_Dataset excerpts on object pointing_:
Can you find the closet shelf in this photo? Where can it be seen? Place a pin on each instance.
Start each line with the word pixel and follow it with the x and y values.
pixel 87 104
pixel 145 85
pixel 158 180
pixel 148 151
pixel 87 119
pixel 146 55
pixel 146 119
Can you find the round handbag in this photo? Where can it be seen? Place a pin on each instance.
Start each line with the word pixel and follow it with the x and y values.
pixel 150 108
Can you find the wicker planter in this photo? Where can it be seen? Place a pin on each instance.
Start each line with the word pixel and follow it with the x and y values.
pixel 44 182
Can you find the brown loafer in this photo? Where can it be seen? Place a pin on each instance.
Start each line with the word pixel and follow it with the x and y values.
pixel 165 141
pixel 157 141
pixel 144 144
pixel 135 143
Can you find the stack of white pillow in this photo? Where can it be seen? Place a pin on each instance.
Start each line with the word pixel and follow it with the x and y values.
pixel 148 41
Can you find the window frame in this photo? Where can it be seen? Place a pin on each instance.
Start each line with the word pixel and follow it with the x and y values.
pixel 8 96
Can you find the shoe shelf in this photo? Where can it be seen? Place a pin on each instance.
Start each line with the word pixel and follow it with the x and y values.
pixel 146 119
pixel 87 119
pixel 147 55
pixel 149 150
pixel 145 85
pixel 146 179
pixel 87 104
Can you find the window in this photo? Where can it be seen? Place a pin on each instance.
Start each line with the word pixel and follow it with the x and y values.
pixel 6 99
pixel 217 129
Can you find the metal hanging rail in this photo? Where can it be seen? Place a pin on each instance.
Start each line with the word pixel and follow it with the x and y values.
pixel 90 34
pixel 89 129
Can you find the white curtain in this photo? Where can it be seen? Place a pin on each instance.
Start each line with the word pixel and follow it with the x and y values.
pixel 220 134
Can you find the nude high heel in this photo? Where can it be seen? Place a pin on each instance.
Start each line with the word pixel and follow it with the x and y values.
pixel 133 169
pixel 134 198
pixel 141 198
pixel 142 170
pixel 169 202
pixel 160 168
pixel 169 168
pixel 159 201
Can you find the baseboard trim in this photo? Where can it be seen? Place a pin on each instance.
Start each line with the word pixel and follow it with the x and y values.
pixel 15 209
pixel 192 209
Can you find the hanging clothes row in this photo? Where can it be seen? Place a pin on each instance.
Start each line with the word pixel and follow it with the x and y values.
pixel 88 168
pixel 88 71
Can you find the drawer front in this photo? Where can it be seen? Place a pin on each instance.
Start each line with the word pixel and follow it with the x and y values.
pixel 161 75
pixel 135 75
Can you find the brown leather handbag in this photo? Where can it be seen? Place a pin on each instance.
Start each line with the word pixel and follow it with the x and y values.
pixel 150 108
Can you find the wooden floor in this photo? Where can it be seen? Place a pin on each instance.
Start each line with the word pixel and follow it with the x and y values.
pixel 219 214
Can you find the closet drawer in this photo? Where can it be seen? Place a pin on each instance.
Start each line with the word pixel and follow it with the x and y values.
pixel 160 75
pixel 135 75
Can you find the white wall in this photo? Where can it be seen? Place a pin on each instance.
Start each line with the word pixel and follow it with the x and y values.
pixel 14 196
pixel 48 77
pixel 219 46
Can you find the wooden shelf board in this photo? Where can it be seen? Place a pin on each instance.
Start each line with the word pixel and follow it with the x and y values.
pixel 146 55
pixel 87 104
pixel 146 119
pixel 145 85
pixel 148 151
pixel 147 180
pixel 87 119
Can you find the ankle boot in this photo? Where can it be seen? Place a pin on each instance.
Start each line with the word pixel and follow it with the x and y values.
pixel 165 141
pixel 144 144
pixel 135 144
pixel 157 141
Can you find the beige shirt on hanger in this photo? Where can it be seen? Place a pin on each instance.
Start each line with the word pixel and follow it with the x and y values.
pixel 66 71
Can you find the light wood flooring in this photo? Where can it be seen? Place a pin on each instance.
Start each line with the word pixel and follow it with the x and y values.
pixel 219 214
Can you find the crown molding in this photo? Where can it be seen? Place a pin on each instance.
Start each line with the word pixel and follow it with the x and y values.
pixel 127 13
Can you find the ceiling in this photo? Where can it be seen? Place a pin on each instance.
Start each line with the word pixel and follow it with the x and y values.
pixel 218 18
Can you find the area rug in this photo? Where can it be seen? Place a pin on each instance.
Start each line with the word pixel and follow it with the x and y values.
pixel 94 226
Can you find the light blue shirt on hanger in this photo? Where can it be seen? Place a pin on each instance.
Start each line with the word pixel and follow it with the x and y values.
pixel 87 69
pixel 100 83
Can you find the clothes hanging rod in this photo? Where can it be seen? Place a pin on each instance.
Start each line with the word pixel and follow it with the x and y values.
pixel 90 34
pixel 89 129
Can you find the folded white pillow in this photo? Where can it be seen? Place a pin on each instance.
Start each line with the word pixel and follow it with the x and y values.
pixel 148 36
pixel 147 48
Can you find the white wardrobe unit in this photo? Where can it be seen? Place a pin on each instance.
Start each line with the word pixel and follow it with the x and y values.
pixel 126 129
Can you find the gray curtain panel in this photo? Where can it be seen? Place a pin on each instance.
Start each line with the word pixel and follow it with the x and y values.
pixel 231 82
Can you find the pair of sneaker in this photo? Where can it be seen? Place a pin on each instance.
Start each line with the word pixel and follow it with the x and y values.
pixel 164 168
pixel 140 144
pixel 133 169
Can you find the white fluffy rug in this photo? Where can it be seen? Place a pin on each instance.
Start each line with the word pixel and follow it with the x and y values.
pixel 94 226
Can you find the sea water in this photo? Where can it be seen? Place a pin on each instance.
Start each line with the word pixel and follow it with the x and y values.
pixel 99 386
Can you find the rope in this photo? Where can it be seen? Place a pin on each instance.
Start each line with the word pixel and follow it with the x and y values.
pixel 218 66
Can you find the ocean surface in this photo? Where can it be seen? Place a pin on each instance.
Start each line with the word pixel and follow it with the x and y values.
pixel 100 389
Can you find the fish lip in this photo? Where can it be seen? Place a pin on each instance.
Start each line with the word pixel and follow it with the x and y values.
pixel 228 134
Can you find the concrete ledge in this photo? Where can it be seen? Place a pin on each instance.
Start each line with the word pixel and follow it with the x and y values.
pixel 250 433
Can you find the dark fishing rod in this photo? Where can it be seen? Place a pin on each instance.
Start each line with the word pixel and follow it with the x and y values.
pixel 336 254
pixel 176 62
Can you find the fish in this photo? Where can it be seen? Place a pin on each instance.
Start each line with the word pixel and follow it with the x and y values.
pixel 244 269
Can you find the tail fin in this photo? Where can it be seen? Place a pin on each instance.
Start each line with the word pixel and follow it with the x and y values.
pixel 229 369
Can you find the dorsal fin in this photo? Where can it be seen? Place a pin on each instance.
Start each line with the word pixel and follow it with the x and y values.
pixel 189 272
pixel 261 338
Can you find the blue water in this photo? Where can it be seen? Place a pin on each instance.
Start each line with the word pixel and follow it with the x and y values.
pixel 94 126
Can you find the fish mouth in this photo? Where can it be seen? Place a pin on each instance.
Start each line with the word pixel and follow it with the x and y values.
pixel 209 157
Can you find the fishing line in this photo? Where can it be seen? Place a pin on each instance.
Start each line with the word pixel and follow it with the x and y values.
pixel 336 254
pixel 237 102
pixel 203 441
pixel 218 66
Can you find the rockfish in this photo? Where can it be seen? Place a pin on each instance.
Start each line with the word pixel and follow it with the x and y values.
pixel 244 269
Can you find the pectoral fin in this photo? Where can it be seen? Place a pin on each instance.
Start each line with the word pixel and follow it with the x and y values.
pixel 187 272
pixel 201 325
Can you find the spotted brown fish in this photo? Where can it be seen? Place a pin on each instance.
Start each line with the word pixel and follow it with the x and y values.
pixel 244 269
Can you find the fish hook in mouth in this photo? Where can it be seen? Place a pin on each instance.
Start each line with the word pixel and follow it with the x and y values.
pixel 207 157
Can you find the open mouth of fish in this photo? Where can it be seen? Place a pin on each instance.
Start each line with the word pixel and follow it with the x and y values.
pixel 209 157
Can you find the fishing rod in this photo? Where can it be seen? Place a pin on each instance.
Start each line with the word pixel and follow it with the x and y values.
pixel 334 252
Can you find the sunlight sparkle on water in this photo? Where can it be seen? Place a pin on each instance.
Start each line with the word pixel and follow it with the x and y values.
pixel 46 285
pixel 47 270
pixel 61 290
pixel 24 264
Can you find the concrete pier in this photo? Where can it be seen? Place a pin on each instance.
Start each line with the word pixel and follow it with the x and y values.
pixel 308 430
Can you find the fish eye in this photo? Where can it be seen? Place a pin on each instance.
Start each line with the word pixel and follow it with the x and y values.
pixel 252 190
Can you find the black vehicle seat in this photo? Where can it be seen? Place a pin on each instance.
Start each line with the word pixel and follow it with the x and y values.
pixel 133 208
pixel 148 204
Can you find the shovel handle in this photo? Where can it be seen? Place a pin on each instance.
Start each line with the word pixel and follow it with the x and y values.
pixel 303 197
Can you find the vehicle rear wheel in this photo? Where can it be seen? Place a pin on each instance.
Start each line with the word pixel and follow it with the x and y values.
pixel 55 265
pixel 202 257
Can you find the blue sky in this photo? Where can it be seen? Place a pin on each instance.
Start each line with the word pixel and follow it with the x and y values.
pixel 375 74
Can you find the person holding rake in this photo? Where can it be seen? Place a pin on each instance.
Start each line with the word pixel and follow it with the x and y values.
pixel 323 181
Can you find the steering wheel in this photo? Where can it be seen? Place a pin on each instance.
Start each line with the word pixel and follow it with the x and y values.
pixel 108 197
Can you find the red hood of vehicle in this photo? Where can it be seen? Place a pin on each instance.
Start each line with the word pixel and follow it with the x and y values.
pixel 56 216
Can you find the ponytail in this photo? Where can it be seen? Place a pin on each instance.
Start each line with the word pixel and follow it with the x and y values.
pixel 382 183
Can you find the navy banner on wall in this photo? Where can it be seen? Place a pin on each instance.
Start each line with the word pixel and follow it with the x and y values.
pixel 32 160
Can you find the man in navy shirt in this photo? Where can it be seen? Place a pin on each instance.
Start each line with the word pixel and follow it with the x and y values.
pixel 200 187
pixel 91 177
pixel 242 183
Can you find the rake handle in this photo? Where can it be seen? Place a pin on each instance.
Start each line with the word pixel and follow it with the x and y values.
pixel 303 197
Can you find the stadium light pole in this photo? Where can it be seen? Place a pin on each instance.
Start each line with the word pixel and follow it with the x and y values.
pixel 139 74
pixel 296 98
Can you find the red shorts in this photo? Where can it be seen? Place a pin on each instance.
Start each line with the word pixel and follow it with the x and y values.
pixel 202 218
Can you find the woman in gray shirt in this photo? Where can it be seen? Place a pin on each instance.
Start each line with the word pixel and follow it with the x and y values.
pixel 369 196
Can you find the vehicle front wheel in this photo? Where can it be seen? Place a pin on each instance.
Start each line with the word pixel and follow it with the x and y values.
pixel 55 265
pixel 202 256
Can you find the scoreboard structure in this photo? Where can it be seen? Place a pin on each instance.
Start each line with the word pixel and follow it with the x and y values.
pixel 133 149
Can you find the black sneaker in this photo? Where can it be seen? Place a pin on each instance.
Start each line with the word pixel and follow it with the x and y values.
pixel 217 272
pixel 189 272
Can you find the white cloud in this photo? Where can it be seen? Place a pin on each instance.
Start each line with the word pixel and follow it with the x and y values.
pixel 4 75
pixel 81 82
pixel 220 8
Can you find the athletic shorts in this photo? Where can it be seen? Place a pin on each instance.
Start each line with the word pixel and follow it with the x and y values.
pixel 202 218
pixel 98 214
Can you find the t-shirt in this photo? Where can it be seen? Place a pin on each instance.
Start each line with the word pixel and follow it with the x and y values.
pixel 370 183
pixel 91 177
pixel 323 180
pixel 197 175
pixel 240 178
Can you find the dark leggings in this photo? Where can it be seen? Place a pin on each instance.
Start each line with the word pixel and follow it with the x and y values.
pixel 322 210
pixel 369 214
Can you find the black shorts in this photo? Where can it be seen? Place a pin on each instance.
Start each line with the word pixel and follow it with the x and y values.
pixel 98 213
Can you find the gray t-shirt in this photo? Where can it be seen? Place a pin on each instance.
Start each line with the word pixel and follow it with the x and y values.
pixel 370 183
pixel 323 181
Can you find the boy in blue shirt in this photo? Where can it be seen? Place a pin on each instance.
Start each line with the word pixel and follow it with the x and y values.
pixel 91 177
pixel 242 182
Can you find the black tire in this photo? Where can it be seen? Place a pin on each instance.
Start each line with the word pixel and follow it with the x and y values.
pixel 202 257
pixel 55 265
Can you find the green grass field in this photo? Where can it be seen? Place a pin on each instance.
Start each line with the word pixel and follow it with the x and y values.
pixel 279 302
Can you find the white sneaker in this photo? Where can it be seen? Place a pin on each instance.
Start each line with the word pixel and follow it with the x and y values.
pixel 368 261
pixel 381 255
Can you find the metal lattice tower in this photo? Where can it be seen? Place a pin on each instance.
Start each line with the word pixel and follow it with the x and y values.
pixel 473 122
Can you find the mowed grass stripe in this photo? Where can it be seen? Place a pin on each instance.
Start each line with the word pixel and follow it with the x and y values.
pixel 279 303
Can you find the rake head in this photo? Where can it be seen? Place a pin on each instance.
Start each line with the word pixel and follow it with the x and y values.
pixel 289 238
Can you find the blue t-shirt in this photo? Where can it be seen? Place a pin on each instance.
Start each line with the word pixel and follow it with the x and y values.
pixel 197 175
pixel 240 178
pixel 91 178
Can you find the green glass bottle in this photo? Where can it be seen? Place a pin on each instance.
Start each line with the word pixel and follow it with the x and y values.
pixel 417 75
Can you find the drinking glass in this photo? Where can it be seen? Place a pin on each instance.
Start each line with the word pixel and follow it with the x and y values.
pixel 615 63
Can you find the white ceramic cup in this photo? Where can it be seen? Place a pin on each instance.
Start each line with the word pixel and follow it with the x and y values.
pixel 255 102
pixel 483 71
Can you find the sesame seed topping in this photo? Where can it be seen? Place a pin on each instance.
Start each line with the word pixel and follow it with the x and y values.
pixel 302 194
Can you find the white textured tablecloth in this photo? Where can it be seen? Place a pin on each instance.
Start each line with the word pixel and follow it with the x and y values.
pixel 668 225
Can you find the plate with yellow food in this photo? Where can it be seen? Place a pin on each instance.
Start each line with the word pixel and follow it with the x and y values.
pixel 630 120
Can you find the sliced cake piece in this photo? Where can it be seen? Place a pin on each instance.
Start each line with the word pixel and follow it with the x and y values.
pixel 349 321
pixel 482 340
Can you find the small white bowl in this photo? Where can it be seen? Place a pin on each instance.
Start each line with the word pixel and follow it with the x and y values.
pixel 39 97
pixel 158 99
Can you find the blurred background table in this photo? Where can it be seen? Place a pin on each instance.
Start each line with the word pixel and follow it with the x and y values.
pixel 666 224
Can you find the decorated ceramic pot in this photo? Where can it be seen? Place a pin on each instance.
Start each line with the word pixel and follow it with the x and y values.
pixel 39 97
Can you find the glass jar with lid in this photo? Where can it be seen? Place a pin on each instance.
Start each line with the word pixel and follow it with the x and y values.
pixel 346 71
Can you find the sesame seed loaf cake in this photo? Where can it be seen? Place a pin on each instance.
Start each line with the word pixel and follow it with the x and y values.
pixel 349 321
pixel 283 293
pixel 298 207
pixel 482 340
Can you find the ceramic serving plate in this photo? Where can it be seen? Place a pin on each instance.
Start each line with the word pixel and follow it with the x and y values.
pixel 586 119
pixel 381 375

_DIRECTION_:
Rewrite the lines from the one containing "Can you find the navy" through the one containing "pixel 369 196", both included, as a JSON list of strings with one string per line and any blank lines omitted.

_FINAL ANSWER_:
[
  "Can you find the navy banner on wall in this photo? Where can it be seen? Place a pin on each instance.",
  "Start each line with the word pixel and follow it with the x and y values.",
  "pixel 32 160",
  "Can you find the man in navy shirt in this photo? Where can it be seen? Place a pin on each instance.",
  "Start each line with the word pixel and follow it with the x and y values.",
  "pixel 200 187",
  "pixel 91 177",
  "pixel 242 183",
  "Can you find the rake handle in this photo? Where can it be seen? Place a pin on each instance.",
  "Start each line with the word pixel and follow it with the x and y values.",
  "pixel 303 197",
  "Can you find the stadium light pole in this photo? Where can it be seen? Place a pin on each instance.",
  "Start each line with the word pixel and follow it with the x and y values.",
  "pixel 139 74",
  "pixel 296 98",
  "Can you find the red shorts in this photo? Where can it be seen? Place a pin on each instance.",
  "Start each line with the word pixel and follow it with the x and y values.",
  "pixel 202 218",
  "Can you find the woman in gray shirt in this photo? Where can it be seen? Place a pin on each instance.",
  "Start each line with the word pixel and follow it with the x and y values.",
  "pixel 369 196"
]